> _Problem tanımı_: Aşağıda Zarrab ve Halk Bankası davasını konu alan yazıyı, gösterilen son cümleden sonra kaldığı yerden sürdürün.

> _Verilen yazı_:
^^^^^^^^^^^^^^^^

Zarrab, Halk Bankası ve Katar Krizi

Yayınlama: 29.11.2017
A+
A-

Türkiye zor bir süreçten geçiyor, büyük bir saldırı ile karşı karşıyayız.
17/25 Aralık operasyonları arkasından, 15 temmuz darbe girişimi ve hemen arkasından Zarrab ve Halk Bankası davası…
Rıza Zarrab Türkiye ve İran’ın bilgisi dâhilinde kurmuş olduğu şirketler ile Hem İran’ın hem de Türkiye’nin maddi olarak rahatlamasını sağlıyordu.
Ne varki hem İran’daki Ruhani oluşumu hem de Türkiye’deki FETÖ merkezli bürokrasi durumdan memnun değildi.
Yaklaşık 25 milyarlık ihracatın ZARRAB ve bağlı şirketlerle gerçekleştirilmiş olması Türkiye’nin cari açığının % 15 kapanması anlamına geliyordu.
Ancak bu sistem ABD tarafından sürekli incelenip dosyalar aleyhimize olacak şekilde toplanıyordu.

^^^^^^^^^^^^^^^^

> _Veri kesiti_:

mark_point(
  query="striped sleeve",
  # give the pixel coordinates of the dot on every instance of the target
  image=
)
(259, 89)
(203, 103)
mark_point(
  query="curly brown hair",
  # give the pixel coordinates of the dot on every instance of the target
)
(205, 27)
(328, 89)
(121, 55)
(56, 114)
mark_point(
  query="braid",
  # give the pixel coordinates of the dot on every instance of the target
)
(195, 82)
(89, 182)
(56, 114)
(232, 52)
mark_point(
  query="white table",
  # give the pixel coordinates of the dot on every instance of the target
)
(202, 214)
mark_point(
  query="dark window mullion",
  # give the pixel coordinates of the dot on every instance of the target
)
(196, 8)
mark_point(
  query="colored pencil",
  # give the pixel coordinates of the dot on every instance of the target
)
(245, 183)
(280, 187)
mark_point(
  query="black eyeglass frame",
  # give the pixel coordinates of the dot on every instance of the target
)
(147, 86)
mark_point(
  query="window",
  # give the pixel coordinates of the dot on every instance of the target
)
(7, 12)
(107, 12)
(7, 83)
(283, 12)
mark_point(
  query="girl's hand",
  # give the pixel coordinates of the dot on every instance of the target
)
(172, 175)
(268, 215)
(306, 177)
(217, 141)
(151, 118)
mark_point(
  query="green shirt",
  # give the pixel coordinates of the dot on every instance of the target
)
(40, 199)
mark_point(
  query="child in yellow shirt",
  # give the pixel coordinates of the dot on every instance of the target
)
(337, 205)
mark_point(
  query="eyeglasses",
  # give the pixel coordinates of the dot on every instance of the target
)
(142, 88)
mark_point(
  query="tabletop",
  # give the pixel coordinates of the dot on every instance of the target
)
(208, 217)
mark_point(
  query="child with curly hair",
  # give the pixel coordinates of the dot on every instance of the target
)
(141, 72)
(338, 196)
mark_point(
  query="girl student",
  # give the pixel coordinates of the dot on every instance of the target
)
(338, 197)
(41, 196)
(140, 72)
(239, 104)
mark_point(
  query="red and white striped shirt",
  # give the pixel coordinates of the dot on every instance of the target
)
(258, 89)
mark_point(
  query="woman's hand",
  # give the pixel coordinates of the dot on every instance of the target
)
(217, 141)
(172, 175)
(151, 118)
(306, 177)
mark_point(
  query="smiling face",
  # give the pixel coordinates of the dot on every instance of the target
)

^^^^^^^^^^^^^^^^

> _Nihai cevap_:
İran’daki Yönetim değişimi ve Ruhani’nin ABD ile yakınlaşması ve ardından ZARRAB’ın İranlı ortağı olana Babek Zencani’nin ölümle idam edilmesi Zarrab’ın paniklemesine neden oldu. 17/25 aralıktan sonra içeri alındığında, hemen çıkartın yoksa konuşurum diyerek aslında kişiliğini de ortaya koyuyordu.
Türkiye’nin sıcak para girdisi Zarrab üzerinden durdurulunca ikinci kaynak olarak görülen Arap sermayesi de masaya yatırıldı. Önce Katar operasyonu yapıldı. Bu tutmayınca Suudi Arabistan üzerinden Türkiye’ye ilgisi ve alakası olan herkes tutuklandı.
Bunların başında Velid bin Tallal adli prens gelmekte idi.
Bu prens yaklaşık 20 milyar dolara hükmediyordu.
Bütün amaç Türkiye’yi sıcak para girdisinden yoksun bırakmaktı. Bu yüzden Suudi Arabistan ılımlı Müslümanlık ile karşımıza çıkartıldı.
ABD, Türkiye’ye uluslararası Hukuk kurallarını kullanarak büyük cezalar vermenin peşinde. Milyarlarca dolar şeklinde bir cezayı Türkiye’ye verebilmenin yollarını arayacaklardır.
ABD, Türkiye’yi Halk Bankası müdür yardımcısı üzerinden , uluslararası hukuku çiğnemiş göstererek cezalandırmayı düşünmektedir.
Burada sorulması gereken soru şudur:
Niçin Zarrab yakalanacağını bile bile ABD’ye gitmiştir?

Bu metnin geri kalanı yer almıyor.